Exercise objective:
Word for word, restate every line of the material.

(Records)
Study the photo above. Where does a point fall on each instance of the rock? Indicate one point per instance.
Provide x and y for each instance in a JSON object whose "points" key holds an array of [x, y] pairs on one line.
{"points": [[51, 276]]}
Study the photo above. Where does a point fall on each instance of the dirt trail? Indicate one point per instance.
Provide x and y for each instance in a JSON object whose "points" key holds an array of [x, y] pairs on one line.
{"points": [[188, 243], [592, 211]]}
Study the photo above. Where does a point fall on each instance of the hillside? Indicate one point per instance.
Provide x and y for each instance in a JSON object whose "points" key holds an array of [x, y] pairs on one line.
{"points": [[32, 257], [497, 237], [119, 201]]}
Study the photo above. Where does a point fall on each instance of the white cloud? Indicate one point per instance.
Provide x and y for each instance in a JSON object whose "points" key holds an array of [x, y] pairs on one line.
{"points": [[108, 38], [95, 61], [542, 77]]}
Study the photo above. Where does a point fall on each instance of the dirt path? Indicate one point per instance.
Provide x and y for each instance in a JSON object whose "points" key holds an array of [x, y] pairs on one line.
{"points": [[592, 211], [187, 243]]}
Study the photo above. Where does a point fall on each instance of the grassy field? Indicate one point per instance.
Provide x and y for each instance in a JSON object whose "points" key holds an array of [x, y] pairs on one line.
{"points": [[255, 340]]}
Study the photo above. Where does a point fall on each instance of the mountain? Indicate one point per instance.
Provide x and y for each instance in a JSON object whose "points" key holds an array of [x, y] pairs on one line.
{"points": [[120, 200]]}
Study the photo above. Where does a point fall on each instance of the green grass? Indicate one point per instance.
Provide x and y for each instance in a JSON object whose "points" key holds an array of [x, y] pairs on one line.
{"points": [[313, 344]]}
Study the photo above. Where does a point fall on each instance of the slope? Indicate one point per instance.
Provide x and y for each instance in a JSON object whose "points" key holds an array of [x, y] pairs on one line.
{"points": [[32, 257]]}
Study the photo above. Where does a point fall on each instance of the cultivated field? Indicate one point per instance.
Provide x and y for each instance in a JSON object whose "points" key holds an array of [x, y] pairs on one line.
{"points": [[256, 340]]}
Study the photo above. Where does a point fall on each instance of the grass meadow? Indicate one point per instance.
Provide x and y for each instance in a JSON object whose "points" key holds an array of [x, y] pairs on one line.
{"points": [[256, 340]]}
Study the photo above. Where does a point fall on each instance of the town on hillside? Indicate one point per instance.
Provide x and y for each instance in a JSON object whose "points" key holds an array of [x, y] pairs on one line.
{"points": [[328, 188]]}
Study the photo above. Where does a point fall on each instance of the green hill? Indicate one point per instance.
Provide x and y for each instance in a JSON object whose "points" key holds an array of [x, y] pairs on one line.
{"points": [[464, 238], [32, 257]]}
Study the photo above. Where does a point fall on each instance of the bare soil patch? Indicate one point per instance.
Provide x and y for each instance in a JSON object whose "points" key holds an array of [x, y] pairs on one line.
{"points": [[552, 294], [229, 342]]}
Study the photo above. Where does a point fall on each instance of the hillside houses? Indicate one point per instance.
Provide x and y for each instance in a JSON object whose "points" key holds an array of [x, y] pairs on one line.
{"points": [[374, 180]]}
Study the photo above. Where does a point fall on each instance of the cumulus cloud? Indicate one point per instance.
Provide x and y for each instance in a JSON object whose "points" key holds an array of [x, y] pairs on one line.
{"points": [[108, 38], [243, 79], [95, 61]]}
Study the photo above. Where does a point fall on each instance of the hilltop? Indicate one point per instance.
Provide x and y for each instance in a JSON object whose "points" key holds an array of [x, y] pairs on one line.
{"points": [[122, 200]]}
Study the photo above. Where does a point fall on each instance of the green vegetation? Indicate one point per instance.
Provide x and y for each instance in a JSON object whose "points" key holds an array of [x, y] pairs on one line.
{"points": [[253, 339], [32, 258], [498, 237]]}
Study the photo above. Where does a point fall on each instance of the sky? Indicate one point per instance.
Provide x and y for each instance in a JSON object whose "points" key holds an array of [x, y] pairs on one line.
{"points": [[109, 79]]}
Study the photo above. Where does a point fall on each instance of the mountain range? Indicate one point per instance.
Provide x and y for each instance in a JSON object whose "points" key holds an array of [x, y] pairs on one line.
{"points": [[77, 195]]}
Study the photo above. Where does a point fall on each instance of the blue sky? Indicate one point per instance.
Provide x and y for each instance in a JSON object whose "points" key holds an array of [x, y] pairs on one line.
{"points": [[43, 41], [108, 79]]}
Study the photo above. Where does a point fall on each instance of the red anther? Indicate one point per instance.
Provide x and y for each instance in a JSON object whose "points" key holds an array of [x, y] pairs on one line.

The response:
Study the photo above. Where does a point fall on each instance of the rock? Indicate one point per instance.
Provide x and y for each instance in a JSON object whose "points" key holds an array of [x, y] pairs on one line.
{"points": [[51, 276]]}
Study the photo above. Where does a point fall on each instance of the dirt trail? Indicate one point per instance.
Provide x and y for each instance in a JSON object whose "points" key holds an array of [x, y] pairs on one line.
{"points": [[188, 243], [592, 211]]}
Study the photo above. Where does a point fall on each instance of the hillside? Indicate one point per instance.
Provide x and y for each instance in a JSON object whose "points" key holds an array of [x, y] pairs on one line.
{"points": [[32, 257], [497, 237], [119, 201]]}
Study the photo above. Where does a point fall on each instance of the white cloud? Indicate one point per instance.
Provide x and y for each instance in a JSON object whose "points" key holds an array of [x, y] pairs on one line.
{"points": [[108, 38], [95, 61], [542, 77]]}
Study the photo above. Where does a point fall on each instance of the dirt path? Indicate one point per instance.
Provide x and y for each instance in a JSON object whose "points" key holds an array of [x, y] pairs on one line.
{"points": [[592, 211], [187, 243]]}
Study the photo above. Where does a point fall on each instance of the grassy field? Indicate one point per instance.
Provide x and y for each instance in a JSON object whose "points" key holds an array of [x, y] pairs on one line.
{"points": [[255, 340]]}
Study the photo above. Where does a point fall on each instance of the mountain? Indicate one point per instance.
Provide x and y for each instance in a JSON object whose "points" key holds an array of [x, y] pairs on one line.
{"points": [[120, 200]]}
Study the photo above. Where does a point fall on each instance of the green grass? Indicate one point per instance.
Provide x and y for each instance in a JSON object whose "points" key holds an array of [x, y] pairs on one line.
{"points": [[313, 344]]}
Study the photo above. Where does a point fall on each instance of the slope? Indicate one point per instance.
Provide x and y for each instance in a JSON object whose "points" key holds an array of [x, y] pairs on one line.
{"points": [[32, 257]]}
Study the photo above. Where does a point fall on each instance of the cultivated field? Indicate one point per instance.
Provide x and y for each instance in a JSON object whose "points" key holds an array of [x, y] pairs on one line.
{"points": [[256, 340]]}
Study the photo above. Where does a point fall on each instance of the grass meadow? Indicate one point per instance.
Provide x and y for each instance in a JSON object whose "points" key holds an array of [x, y] pairs on one line.
{"points": [[256, 340]]}
Study the photo above. Where does a point fall on each instance of the town on hillside? Indicate one point per instance.
Provide x and y for each instance in a JSON object whose "points" key holds an array of [x, y] pairs on one line.
{"points": [[328, 188]]}
Study the photo above. Where does a point fall on each instance of the green hill? Indicate one point per instance.
Provide x and y for each instance in a JSON object whose "points" key holds an array of [x, y] pairs on one line.
{"points": [[464, 238], [32, 257]]}
Study the photo above. Where does a point fall on each instance of the bare soil patch? Indicate one point per instance.
Provide x and y for each instance in a JSON object whose "points" key holds an array of [x, y] pairs on one line.
{"points": [[552, 294], [229, 342]]}
Study the photo above. Where does a point fall on each instance of the hillside houses? Indicate one point per instance.
Provide x and y for each instance in a JSON object whose "points" key holds an array of [x, y] pairs on one line.
{"points": [[374, 180]]}
Study the photo above. Where does a point fall on each instance of the cumulus cloud? Indicate one point per instance.
Provide x and y for each instance in a JSON object whose "points" key holds an array of [x, y] pairs on one line.
{"points": [[108, 38], [243, 79], [95, 61]]}
Study the photo above. Where does a point fall on each instance of the hilltop? Indicate one point per instance.
Provide x and y for each instance in a JSON object whose "points" key holds an array of [x, y] pairs on one line.
{"points": [[122, 200]]}
Study the photo above. Where does a point fall on each instance of the green vegetation? Indicate one point per instance.
Provide x and y for each instance in a JSON object whose "points" key holds an array of [x, y] pairs on one line.
{"points": [[253, 339], [32, 258], [498, 237]]}
Study the photo above. Where does a point fall on each instance of the sky? Indicate one point per instance.
Provide x and y for each instance in a JSON object whose "points" key holds an array of [x, y] pairs on one line.
{"points": [[109, 79]]}
Study the photo above. Where does a point fall on each instance of the mountain range? Indicate one point per instance.
Provide x and y for each instance in a JSON object whose "points" key holds an array of [x, y] pairs on one line.
{"points": [[77, 195]]}
Study the photo above. Where does a point fall on each instance of the blue sky? Indicate one point per instance.
Provide x and y for each instance in a JSON object whose "points" key holds an array of [x, y] pairs on one line.
{"points": [[43, 41], [108, 79]]}
Study the photo above. Where does a point fall on each instance of the red anther? Indicate one point per instance.
Provide x and y for each instance in a JSON object whose "points" key holds an array of [x, y] pairs on one line.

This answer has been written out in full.